## [AIM OF THE TASK]
Reproduce all the records below, substituting "foreground clicks" for each occurrence of "positive clicks" and leaving everything else unchanged.

## [RECORD EXTRACTS]
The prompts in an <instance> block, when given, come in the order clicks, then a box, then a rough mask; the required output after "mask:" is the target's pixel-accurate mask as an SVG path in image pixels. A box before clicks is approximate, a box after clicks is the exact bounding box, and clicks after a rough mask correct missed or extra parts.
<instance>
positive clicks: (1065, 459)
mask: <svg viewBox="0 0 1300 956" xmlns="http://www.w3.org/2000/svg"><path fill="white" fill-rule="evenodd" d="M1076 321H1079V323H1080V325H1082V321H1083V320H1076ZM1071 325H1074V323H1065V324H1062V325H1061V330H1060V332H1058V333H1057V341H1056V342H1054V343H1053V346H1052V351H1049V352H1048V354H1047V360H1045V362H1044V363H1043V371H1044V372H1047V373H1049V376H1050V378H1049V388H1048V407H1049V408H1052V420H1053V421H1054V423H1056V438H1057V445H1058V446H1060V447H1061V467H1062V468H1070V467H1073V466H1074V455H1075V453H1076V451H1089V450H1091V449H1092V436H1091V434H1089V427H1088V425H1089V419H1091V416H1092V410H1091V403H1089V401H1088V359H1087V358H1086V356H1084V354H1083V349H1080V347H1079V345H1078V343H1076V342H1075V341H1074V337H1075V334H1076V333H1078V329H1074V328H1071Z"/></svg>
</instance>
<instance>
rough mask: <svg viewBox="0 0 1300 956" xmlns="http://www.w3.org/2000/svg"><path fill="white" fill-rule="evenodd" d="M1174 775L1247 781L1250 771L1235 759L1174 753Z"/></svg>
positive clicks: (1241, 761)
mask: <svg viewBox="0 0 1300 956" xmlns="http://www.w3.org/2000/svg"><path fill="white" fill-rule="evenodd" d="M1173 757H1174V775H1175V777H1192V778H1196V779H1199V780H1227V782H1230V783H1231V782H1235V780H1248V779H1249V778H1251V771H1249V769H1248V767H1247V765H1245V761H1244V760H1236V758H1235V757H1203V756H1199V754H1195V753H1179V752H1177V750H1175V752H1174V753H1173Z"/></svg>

## [TASK RESULT]
The prompts in an <instance> block, when given, come in the order clicks, then a box, then a rough mask; the required output after "mask:" is the target's pixel-accurate mask as an SVG path in image pixels. A box before clicks is approximate, a box after clicks is the exact bounding box, and clicks after a rough mask correct missed or extra parts.
<instance>
foreground clicks: (1065, 459)
mask: <svg viewBox="0 0 1300 956" xmlns="http://www.w3.org/2000/svg"><path fill="white" fill-rule="evenodd" d="M1076 321H1079V323H1080V325H1082V321H1083V320H1076ZM1071 325H1074V323H1065V324H1062V325H1061V330H1060V332H1058V333H1057V341H1056V342H1054V343H1053V346H1052V351H1049V352H1048V354H1047V360H1045V362H1044V363H1043V371H1044V372H1047V373H1049V376H1050V378H1049V388H1048V407H1049V408H1052V420H1053V421H1054V423H1056V438H1057V445H1058V446H1060V447H1061V467H1062V468H1070V467H1073V466H1074V455H1075V453H1076V451H1089V450H1091V449H1092V436H1091V434H1089V427H1088V425H1089V419H1091V416H1092V410H1091V403H1089V401H1088V359H1087V358H1086V356H1084V354H1083V349H1080V347H1079V345H1078V343H1076V342H1075V341H1074V337H1075V334H1076V333H1078V329H1074V328H1071Z"/></svg>
</instance>
<instance>
rough mask: <svg viewBox="0 0 1300 956" xmlns="http://www.w3.org/2000/svg"><path fill="white" fill-rule="evenodd" d="M1174 775L1247 781L1250 771L1235 759L1174 753Z"/></svg>
foreground clicks: (1241, 761)
mask: <svg viewBox="0 0 1300 956" xmlns="http://www.w3.org/2000/svg"><path fill="white" fill-rule="evenodd" d="M1173 757H1174V775H1175V777H1192V778H1196V779H1199V780H1227V782H1230V783H1231V782H1235V780H1248V779H1249V778H1251V771H1249V769H1248V767H1247V765H1245V761H1244V760H1236V758H1235V757H1203V756H1199V754H1195V753H1179V752H1177V750H1175V752H1174V753H1173Z"/></svg>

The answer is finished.